Work required
Which of the lines in the listing that follows hold "striped"? Pull each one out.

__________________________________________________

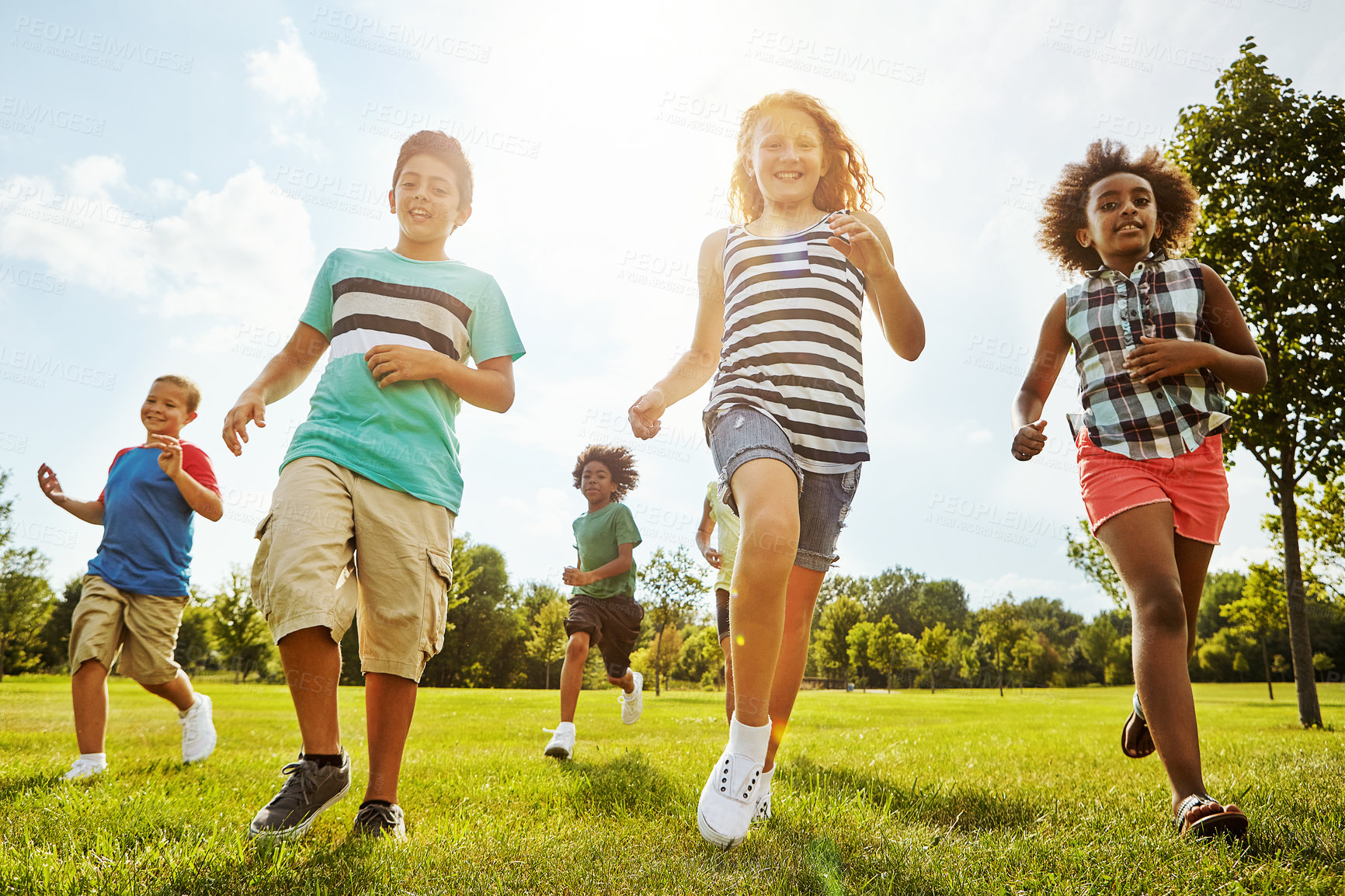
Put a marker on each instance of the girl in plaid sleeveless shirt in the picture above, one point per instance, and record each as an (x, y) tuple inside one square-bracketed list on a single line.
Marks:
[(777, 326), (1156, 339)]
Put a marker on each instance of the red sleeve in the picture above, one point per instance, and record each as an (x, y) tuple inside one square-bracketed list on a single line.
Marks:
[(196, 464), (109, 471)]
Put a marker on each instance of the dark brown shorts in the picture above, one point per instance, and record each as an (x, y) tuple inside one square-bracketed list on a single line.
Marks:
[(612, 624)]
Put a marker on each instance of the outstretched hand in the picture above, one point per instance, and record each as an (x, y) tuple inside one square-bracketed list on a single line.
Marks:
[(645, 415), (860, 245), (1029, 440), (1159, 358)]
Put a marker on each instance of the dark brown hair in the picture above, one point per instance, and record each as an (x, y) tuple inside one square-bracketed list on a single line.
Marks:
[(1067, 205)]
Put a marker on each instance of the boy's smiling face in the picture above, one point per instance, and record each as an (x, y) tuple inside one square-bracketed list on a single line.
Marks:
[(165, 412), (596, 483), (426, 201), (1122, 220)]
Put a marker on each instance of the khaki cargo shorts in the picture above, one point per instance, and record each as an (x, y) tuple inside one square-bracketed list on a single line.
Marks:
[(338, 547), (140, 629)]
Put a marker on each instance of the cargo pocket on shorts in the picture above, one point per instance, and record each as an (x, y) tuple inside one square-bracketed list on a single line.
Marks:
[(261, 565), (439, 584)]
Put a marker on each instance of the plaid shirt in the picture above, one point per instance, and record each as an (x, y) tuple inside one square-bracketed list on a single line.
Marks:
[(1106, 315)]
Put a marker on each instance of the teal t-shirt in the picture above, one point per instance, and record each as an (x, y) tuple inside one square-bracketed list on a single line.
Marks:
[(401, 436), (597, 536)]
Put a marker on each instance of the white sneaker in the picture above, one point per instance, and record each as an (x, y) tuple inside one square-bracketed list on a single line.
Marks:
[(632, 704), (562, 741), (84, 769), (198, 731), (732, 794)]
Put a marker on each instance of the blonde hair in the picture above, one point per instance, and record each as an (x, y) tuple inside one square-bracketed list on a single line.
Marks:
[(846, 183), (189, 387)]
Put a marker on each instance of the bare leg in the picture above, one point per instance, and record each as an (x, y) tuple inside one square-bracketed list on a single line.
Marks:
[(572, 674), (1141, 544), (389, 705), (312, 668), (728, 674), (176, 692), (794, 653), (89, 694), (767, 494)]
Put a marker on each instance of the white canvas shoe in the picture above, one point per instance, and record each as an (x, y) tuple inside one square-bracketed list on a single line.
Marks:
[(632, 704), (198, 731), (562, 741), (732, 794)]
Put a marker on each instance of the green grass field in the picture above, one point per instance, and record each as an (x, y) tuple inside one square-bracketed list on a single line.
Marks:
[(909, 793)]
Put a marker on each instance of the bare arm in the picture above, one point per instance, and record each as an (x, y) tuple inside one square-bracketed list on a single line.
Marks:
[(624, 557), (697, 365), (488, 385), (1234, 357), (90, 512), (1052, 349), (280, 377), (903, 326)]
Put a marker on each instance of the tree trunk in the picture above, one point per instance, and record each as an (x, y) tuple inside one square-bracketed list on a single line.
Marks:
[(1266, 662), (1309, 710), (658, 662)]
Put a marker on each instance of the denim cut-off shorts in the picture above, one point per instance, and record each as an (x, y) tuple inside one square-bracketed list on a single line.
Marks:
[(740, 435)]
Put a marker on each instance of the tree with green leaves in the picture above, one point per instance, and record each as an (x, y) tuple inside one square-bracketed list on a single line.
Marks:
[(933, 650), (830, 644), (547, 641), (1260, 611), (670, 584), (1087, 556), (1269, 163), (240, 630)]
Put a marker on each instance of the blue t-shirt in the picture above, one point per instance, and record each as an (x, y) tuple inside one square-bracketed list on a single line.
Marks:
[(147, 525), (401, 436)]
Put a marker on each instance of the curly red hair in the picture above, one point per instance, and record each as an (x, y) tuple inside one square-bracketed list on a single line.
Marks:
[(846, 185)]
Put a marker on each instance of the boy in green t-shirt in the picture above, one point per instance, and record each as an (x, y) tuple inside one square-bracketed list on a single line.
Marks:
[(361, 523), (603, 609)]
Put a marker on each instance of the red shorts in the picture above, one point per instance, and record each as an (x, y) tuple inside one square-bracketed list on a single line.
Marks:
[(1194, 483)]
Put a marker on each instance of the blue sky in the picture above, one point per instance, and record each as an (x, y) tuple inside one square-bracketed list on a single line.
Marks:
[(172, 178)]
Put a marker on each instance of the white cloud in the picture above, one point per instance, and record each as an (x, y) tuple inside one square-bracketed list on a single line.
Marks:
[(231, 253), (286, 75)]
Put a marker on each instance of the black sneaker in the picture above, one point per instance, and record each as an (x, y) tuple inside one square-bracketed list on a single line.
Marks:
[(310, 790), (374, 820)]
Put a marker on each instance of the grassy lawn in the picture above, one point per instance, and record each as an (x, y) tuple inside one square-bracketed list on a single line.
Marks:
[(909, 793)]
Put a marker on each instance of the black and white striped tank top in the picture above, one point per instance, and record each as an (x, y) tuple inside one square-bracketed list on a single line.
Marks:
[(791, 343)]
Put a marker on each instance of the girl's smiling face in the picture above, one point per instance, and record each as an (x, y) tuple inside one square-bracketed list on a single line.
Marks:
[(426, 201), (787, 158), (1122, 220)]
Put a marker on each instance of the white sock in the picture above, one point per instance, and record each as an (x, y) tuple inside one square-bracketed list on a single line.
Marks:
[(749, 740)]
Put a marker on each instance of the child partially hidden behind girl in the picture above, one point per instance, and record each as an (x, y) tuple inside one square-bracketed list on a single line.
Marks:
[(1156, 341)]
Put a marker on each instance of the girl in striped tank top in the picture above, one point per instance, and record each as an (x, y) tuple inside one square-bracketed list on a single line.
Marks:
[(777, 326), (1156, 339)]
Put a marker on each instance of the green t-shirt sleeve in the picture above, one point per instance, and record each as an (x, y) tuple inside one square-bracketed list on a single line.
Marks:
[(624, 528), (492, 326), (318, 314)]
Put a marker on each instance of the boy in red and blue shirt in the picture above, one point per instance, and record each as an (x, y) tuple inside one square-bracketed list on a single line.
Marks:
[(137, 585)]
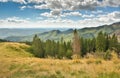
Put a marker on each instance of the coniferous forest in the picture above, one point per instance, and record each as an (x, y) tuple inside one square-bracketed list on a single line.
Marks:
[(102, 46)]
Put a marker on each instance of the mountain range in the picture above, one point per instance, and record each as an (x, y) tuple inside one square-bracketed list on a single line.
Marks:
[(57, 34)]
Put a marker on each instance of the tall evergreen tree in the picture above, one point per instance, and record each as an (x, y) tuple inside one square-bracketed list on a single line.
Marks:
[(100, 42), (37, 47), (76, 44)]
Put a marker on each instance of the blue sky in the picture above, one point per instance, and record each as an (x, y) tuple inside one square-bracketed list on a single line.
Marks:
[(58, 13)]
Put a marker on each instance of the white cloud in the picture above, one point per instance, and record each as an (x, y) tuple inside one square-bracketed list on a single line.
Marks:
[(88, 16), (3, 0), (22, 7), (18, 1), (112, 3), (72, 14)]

__________________________________________________

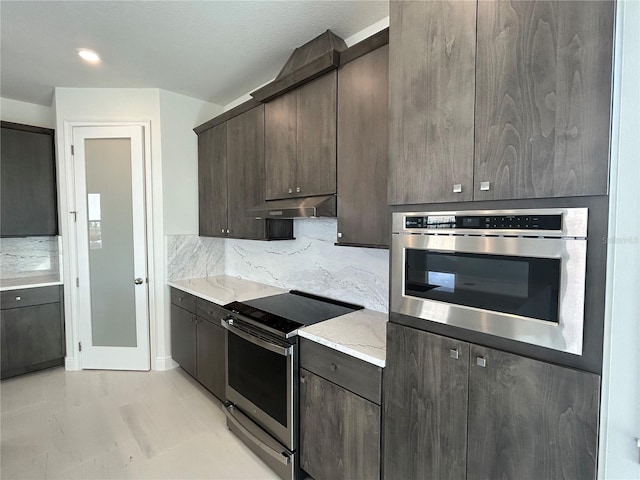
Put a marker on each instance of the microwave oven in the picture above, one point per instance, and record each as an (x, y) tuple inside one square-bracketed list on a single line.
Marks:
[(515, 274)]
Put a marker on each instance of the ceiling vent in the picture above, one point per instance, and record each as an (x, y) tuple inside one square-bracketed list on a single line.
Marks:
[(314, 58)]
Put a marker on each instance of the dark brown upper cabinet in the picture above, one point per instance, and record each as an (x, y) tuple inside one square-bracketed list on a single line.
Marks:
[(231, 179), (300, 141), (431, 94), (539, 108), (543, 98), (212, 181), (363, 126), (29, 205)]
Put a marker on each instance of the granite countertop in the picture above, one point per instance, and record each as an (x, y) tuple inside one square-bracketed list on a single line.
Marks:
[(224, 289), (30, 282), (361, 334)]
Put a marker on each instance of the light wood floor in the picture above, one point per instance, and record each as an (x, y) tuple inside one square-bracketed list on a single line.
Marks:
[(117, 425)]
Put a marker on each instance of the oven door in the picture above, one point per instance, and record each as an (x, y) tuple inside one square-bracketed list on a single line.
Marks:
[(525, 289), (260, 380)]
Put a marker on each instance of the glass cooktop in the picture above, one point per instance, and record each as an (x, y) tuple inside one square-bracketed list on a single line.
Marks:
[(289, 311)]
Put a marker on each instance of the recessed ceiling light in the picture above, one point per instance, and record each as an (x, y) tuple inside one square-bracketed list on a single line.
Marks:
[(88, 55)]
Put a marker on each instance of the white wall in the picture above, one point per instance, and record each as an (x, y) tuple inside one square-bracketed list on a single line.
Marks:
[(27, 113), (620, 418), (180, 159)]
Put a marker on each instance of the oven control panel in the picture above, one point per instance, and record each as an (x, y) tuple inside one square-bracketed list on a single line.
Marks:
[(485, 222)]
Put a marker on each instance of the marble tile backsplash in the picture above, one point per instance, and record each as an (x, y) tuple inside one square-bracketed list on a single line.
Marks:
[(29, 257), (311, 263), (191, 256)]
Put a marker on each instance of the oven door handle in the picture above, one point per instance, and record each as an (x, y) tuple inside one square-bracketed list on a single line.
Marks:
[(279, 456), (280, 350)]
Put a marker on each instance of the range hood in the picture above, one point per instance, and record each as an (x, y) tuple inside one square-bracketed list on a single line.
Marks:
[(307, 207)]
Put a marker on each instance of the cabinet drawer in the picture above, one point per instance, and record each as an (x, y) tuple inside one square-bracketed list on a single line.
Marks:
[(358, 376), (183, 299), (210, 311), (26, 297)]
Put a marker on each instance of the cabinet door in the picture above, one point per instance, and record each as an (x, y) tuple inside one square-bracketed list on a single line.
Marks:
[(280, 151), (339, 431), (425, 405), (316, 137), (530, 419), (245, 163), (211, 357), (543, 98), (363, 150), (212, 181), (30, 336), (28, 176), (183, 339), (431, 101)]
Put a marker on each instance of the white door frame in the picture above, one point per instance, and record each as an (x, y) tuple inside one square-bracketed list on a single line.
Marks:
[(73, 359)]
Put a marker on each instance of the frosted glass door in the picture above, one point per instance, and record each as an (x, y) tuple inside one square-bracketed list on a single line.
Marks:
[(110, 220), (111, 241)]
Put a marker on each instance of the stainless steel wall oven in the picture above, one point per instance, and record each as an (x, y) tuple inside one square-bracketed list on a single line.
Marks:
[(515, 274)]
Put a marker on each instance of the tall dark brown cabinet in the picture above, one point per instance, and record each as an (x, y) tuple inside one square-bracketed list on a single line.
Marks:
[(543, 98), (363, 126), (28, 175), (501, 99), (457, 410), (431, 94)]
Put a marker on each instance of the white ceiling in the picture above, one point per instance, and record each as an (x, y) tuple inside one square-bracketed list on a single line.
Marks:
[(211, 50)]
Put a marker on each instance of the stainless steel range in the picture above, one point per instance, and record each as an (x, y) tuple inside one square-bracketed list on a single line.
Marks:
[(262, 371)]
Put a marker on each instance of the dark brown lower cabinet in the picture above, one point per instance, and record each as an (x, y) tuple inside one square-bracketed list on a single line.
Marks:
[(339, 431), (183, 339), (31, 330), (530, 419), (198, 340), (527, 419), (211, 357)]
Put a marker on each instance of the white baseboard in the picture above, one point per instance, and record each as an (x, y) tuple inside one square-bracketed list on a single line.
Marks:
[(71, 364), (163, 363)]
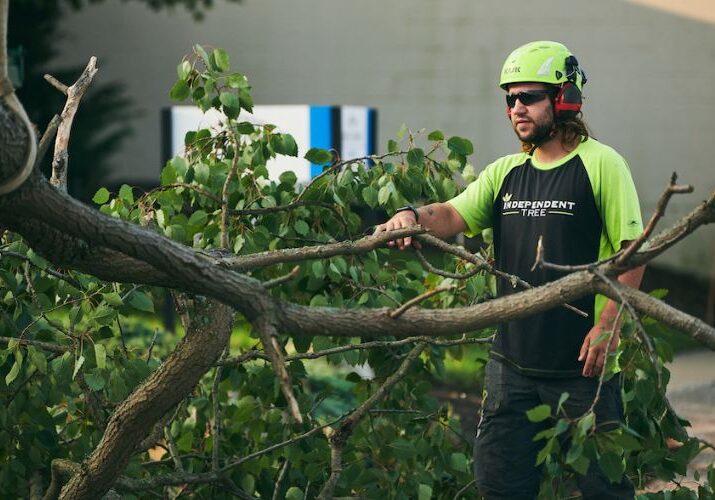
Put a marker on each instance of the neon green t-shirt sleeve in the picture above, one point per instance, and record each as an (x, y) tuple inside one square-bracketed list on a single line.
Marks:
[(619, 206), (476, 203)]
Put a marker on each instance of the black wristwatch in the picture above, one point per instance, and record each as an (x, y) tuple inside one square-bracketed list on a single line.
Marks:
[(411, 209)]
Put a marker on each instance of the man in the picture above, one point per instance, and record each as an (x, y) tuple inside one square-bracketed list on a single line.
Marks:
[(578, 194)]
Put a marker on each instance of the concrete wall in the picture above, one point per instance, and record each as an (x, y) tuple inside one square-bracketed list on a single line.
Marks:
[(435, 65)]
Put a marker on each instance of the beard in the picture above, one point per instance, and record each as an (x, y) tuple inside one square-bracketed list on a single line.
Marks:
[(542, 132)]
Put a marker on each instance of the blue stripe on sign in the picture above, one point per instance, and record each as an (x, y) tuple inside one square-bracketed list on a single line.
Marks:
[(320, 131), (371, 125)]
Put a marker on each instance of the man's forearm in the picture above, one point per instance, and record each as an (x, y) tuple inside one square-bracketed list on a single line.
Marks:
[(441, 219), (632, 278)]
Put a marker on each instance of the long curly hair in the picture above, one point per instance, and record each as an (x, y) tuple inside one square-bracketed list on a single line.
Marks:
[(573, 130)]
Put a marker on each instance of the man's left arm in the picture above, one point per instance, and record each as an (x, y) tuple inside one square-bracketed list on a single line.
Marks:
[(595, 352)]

__________________________________________________

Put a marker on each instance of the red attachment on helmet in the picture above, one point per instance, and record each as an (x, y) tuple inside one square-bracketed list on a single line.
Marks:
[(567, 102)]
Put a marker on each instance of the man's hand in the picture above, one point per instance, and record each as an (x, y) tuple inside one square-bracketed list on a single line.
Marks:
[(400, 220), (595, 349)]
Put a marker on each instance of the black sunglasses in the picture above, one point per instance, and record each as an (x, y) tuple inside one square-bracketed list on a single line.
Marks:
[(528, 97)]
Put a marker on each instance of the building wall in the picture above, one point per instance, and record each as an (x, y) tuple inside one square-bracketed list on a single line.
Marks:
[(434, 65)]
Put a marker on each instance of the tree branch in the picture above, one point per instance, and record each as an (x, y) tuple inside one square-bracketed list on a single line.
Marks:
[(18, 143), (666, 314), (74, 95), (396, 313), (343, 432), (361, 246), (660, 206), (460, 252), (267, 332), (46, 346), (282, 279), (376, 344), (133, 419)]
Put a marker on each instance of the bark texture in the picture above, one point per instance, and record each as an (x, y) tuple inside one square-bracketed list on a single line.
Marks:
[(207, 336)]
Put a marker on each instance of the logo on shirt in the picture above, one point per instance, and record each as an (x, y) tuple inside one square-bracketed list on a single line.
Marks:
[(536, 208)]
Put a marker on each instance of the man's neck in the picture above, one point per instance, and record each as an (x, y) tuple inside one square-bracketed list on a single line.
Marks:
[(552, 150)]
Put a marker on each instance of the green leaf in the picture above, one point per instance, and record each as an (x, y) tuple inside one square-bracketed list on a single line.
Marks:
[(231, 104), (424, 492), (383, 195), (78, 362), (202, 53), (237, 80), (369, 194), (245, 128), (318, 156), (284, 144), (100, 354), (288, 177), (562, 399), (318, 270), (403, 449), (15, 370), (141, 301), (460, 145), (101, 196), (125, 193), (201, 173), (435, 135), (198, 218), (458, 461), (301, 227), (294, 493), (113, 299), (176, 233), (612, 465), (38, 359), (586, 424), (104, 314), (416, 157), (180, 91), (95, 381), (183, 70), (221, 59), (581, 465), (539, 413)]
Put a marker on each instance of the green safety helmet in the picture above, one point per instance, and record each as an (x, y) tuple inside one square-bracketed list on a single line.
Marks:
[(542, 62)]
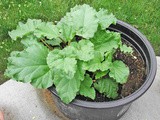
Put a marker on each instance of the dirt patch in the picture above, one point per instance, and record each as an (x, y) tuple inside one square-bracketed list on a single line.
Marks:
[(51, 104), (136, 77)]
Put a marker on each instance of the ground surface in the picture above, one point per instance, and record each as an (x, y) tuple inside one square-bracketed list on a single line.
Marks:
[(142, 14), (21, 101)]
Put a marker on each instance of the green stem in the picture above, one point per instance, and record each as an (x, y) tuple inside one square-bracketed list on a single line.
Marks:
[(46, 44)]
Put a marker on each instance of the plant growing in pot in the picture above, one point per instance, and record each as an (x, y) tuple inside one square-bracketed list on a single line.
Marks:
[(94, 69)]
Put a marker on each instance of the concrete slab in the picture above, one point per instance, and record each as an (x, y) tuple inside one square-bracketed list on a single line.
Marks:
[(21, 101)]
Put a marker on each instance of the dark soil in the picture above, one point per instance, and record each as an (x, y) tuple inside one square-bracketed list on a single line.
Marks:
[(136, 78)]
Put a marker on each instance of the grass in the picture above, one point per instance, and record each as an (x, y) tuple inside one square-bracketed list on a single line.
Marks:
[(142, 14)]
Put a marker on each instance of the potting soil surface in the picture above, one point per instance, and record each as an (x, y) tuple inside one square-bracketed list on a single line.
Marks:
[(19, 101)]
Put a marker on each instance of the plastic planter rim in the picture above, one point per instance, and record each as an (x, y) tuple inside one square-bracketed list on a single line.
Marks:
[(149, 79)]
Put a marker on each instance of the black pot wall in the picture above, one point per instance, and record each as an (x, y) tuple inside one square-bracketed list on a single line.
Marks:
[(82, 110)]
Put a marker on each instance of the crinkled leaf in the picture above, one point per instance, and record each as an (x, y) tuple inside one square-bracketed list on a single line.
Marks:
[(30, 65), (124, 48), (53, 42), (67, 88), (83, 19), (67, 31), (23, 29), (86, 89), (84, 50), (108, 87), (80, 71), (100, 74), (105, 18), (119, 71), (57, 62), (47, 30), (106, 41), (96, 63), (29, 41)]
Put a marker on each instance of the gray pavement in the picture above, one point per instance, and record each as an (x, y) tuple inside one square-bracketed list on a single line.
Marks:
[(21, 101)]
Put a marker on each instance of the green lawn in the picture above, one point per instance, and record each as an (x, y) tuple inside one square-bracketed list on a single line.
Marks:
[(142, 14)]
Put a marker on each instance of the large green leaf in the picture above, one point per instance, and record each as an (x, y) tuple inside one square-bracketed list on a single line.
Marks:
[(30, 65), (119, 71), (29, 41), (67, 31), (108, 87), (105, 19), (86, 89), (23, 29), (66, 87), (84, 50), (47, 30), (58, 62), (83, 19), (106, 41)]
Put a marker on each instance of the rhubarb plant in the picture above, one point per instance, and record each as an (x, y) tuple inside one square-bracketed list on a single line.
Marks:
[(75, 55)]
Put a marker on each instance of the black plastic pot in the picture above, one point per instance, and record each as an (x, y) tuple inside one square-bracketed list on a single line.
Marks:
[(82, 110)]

__________________________________________________

Solution to the exercise
Put a marker on each instance of the black and white striped tank top in the picture above, one point per instance, and record each as an (x, y) tuple inside one square-bracketed list on a single line.
Put a marker on each instance of the girl in striped tank top in the picture above, one point per instance, and record each as an (x, y) tuple inside one square-bracketed list on a single line.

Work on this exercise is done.